>> START Entries supplied
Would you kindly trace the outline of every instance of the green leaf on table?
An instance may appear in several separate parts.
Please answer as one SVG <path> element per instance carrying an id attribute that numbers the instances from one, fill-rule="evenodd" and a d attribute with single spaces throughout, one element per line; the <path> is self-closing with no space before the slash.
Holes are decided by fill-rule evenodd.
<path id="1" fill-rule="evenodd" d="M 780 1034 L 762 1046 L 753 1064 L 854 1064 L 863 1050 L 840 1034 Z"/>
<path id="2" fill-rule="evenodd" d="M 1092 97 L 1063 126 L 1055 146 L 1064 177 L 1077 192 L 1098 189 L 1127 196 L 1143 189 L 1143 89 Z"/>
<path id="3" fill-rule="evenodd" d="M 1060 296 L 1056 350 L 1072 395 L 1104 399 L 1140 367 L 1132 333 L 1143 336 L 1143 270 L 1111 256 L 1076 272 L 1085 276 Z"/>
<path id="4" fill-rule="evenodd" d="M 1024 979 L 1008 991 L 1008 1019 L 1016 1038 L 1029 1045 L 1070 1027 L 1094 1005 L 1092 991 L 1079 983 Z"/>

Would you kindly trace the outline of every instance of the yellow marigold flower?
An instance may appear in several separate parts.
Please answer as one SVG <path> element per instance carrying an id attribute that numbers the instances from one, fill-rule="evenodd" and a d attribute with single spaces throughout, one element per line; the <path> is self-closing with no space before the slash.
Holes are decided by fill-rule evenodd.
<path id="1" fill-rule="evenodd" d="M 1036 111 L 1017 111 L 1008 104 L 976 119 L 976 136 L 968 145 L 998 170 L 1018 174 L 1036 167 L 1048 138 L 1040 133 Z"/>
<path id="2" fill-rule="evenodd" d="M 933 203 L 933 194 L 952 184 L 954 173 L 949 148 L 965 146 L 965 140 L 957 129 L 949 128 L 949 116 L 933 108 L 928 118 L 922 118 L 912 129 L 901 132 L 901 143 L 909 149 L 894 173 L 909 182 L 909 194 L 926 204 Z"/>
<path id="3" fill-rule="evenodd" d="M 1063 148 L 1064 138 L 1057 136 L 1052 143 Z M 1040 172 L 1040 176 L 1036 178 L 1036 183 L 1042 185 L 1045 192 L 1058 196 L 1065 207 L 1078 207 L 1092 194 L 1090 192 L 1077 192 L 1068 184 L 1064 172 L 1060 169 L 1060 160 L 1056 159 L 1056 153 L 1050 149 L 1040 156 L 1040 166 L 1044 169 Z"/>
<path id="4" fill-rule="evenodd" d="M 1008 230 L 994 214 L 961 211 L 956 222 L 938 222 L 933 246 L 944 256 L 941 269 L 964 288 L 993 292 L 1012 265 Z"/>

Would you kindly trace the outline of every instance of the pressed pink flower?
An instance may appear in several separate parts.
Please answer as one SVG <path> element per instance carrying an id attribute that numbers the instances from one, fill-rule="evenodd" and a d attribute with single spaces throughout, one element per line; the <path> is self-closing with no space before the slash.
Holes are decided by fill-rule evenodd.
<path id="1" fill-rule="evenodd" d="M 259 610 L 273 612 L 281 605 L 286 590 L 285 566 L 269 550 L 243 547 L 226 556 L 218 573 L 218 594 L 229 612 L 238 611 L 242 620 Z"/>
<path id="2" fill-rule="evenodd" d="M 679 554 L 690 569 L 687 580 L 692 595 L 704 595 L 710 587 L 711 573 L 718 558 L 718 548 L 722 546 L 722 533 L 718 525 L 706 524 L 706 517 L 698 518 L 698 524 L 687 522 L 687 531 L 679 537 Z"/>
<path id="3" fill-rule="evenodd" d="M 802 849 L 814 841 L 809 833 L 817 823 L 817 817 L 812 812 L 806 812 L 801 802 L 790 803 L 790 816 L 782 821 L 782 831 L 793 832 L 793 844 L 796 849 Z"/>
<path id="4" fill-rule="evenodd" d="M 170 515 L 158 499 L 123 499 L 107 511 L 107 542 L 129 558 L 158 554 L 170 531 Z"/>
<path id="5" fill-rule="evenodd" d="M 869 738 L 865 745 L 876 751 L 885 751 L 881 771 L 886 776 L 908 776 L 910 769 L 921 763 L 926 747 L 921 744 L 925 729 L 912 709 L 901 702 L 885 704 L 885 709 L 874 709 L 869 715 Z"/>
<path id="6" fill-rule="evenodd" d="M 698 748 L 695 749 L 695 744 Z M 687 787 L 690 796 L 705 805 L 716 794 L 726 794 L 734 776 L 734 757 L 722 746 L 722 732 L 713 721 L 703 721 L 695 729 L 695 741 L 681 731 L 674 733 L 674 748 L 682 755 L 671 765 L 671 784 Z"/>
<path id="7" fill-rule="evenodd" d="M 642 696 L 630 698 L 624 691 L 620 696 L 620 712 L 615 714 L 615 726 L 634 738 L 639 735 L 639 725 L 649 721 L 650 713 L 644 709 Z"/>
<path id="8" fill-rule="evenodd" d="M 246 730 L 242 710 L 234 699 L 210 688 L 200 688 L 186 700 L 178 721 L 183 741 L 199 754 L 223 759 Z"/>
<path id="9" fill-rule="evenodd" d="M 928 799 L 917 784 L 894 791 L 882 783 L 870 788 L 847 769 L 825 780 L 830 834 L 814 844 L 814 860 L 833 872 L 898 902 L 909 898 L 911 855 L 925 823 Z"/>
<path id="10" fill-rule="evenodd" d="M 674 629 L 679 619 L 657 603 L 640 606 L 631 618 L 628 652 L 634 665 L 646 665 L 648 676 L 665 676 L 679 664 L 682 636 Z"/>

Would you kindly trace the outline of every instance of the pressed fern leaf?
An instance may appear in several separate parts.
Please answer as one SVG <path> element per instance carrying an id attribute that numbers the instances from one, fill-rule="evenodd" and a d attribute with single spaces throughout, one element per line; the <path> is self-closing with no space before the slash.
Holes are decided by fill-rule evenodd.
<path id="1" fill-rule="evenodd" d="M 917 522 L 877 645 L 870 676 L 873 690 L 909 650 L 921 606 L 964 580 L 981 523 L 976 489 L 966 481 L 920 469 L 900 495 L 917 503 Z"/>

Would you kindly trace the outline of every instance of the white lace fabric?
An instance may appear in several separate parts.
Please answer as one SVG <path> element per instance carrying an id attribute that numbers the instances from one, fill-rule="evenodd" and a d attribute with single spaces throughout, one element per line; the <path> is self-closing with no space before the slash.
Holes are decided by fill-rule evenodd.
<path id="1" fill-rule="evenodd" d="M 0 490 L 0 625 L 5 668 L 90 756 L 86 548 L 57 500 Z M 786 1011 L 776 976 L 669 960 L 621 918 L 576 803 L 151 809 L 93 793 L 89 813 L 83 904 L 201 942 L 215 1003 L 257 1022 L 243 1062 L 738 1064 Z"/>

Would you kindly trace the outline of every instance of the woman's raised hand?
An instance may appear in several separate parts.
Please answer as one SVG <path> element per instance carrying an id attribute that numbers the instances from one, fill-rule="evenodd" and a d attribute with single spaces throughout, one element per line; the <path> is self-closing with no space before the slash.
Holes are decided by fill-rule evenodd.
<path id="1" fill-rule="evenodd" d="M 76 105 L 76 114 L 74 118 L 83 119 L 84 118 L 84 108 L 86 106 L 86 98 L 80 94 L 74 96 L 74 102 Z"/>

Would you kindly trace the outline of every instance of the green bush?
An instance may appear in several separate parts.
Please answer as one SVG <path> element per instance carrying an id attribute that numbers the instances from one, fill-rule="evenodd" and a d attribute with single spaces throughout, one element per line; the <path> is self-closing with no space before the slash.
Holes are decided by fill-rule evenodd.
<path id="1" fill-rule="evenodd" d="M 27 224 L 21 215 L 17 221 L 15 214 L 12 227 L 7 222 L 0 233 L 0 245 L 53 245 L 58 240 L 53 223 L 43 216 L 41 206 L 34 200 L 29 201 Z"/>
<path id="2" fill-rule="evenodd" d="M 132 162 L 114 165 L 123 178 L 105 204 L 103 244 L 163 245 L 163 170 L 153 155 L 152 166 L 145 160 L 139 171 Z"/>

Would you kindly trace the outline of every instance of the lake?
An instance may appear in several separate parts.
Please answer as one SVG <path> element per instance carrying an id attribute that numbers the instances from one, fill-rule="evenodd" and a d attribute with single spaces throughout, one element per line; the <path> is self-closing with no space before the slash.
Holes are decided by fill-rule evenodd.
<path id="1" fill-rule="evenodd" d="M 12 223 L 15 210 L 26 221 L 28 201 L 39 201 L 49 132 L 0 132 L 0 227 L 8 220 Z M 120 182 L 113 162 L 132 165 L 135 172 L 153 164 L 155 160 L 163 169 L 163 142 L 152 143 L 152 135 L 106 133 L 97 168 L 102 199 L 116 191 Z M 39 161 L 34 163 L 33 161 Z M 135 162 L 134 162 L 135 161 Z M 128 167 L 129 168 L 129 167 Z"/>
>> END Entries supplied
Task prompt:
Could you reproduce the material from the line with "white lace fabric?" to the line with "132 162 L 114", replacing "outline" with "contour" and leaving everything else unchanged?

Result for this task:
Would you kindly trace the contour of every instance of the white lace fabric?
An instance may appear in several separate parts.
Please answer as one SVG <path> element per instance carrying an id attribute that numbers the instances from one, fill-rule="evenodd" and a d attribute with single spaces throughout, one element per line; the <path> is self-closing with no space before the slash.
Holes are decided by fill-rule evenodd.
<path id="1" fill-rule="evenodd" d="M 0 490 L 0 625 L 5 668 L 90 756 L 86 548 L 57 500 Z M 786 1011 L 776 976 L 669 960 L 621 918 L 576 803 L 151 809 L 93 793 L 89 813 L 83 904 L 201 942 L 215 1003 L 257 1022 L 243 1062 L 738 1064 Z"/>

Would you kindly trace the contour of every instance of the woman's raised hand?
An instance may appear in several separate parts.
Please answer as one SVG <path> element per instance carrying an id attribute that numbers the instances from one, fill-rule="evenodd" and a d attribute with single spaces throughout, one element per line; the <path> is self-closing with no space before the slash.
Holes are decided by fill-rule evenodd.
<path id="1" fill-rule="evenodd" d="M 76 105 L 76 114 L 74 118 L 83 119 L 84 118 L 84 108 L 86 106 L 86 98 L 80 94 L 74 96 L 74 102 Z"/>

Would you kindly trace the contour of every instance of the green bush?
An instance may appear in several separate parts.
Please answer as one SVG <path> element per instance carrying an id attribute that numbers the instances from one, fill-rule="evenodd" and a d attribute with single spaces throughout, one element per line; the <path> is self-closing with no space before the slash.
Holes are decided by fill-rule evenodd.
<path id="1" fill-rule="evenodd" d="M 27 224 L 21 215 L 17 221 L 15 214 L 12 227 L 7 222 L 0 233 L 0 245 L 53 245 L 58 240 L 53 223 L 43 216 L 41 206 L 34 200 L 29 201 Z"/>
<path id="2" fill-rule="evenodd" d="M 132 162 L 114 165 L 123 178 L 105 204 L 103 244 L 163 245 L 163 170 L 153 155 L 152 166 L 145 160 L 139 171 Z"/>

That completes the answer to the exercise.